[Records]
___
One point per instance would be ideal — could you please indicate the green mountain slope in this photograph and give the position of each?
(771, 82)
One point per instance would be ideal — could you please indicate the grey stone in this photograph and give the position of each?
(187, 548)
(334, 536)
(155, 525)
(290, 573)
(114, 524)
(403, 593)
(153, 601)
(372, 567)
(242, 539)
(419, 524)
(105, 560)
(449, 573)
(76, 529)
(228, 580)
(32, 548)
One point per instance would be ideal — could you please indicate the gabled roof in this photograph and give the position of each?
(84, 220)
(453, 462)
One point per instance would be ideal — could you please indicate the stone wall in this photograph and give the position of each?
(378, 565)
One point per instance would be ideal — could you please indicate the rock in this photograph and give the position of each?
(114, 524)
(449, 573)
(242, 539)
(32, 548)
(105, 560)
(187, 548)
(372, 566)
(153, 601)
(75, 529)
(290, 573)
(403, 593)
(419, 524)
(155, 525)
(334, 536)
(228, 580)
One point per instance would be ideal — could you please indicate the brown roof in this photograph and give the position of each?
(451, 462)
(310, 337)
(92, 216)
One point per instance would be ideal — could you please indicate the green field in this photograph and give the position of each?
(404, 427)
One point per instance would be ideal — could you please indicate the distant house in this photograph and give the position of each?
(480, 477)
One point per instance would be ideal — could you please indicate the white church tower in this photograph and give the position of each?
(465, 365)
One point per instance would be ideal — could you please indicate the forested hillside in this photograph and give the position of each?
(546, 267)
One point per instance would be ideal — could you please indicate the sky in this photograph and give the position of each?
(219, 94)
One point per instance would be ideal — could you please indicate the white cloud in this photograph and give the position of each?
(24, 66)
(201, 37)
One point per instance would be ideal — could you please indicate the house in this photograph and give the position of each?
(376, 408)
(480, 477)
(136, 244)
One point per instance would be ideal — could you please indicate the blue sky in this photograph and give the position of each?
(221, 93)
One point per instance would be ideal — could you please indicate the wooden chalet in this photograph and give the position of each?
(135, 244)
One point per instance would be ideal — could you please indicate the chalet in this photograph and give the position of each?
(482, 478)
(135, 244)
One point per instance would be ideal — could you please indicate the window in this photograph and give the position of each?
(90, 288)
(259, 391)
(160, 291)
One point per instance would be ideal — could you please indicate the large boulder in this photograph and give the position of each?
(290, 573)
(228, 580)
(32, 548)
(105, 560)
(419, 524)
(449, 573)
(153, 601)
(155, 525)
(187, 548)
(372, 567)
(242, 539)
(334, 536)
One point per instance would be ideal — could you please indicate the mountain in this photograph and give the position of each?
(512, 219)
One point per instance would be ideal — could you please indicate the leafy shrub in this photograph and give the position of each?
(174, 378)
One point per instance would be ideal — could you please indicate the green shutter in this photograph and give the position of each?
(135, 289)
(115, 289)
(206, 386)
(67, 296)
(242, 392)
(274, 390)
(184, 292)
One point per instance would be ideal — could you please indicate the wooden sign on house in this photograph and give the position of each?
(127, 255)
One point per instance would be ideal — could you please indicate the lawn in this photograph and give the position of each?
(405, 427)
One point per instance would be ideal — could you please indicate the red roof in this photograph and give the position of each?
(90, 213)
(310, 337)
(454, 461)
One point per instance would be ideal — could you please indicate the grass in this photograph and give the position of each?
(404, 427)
___
▸ **Work to do**
Could you rewrite all of the data above, replacing each "would be ideal" with "is preferred" and keeping everything else the same?

▸ **Task output**
One point per instance is preferred — could you please indicate the green mountain slope in this photograph and give the position of each?
(771, 82)
One point per instance is preferred — could you please indicate the grey stone in this photograph and give the position of each?
(187, 548)
(334, 536)
(155, 525)
(290, 573)
(114, 524)
(403, 593)
(153, 601)
(372, 567)
(242, 539)
(419, 524)
(105, 560)
(449, 573)
(76, 529)
(228, 580)
(32, 548)
One point per instance is preferred — could you please indicate the gabled roof in this photograph and give the position of each?
(84, 220)
(453, 462)
One point per instance is preferred — could you please indicate the stone wall in this photograph and give the position of each?
(378, 565)
One point per instance is preferred — could you please indicate the rock in this photograph and give the position of each?
(114, 524)
(449, 573)
(242, 539)
(32, 548)
(105, 560)
(187, 548)
(372, 566)
(153, 601)
(75, 529)
(290, 573)
(403, 593)
(419, 524)
(155, 525)
(334, 536)
(228, 580)
One point per instance is preferred — could you please indicate the brown roof in this photograph and give the position of each?
(451, 462)
(310, 337)
(92, 216)
One point per instance is preferred — could you please indicate the green field in this photograph and give the position of each?
(404, 427)
One point per instance is preferred — could you please indicate the distant house in this photograph and give the position of each?
(480, 477)
One point per instance is preferred — could you please indicate the white church tower in this photograph and give the position of each?
(465, 365)
One point per instance is preferred — could you please indicate the forested hillside in this photograph and give the position of each?
(546, 267)
One point per instance is preferred — could you please indicate the sky in this photograph and give the position of each?
(219, 94)
One point per instance is preferred — could you please indicate the white cloud in this photograph and give the position of each?
(24, 66)
(201, 37)
One point per instance is preferred — could you please indicate the house in this photograph and give the position of each?
(376, 408)
(480, 477)
(136, 244)
One point per instance is preferred — could you please indicate the blue sky in this photograph and give the position of each?
(221, 93)
One point per instance is preferred — could you please indicate the wooden chalet in this photograph and give the position of each?
(135, 244)
One point per instance is preferred — could you please indicate the chalet in this photograph and give the position of each?
(482, 478)
(135, 244)
One point per instance is preferred — could you please indicate the window in this photograph and give the position of each?
(90, 288)
(259, 391)
(160, 291)
One point per instance is preferred — could you please indicate the large boulder in this photograph and give the position of each?
(290, 573)
(228, 580)
(32, 548)
(105, 560)
(419, 524)
(449, 573)
(153, 601)
(155, 525)
(187, 548)
(372, 567)
(242, 539)
(334, 536)
One point per instance is preferred — could you please indicate the mountain in this photograph and give the position of each?
(512, 219)
One point per instance is preferred — could you please indicate the leafy shrub in this photograph and give the position of each?
(174, 378)
One point per instance is preferred — could you please indicate the green shutter in this photograph and give the position of each?
(135, 289)
(115, 289)
(206, 386)
(67, 296)
(242, 392)
(274, 390)
(184, 292)
One point per instance is preferred — could you please indicate the wooden sign on house in this photograph and give the position of each?
(127, 255)
One point per instance is preferred — could you please indicate the lawn in this photograph and give the position of each?
(405, 427)
One point per instance is preferred — could you please indicate the red roof in this photograph and give the position of each?
(90, 213)
(310, 337)
(454, 461)
One point per instance is preferred — could you please indicate the grass in this photograph and give the position of each?
(404, 427)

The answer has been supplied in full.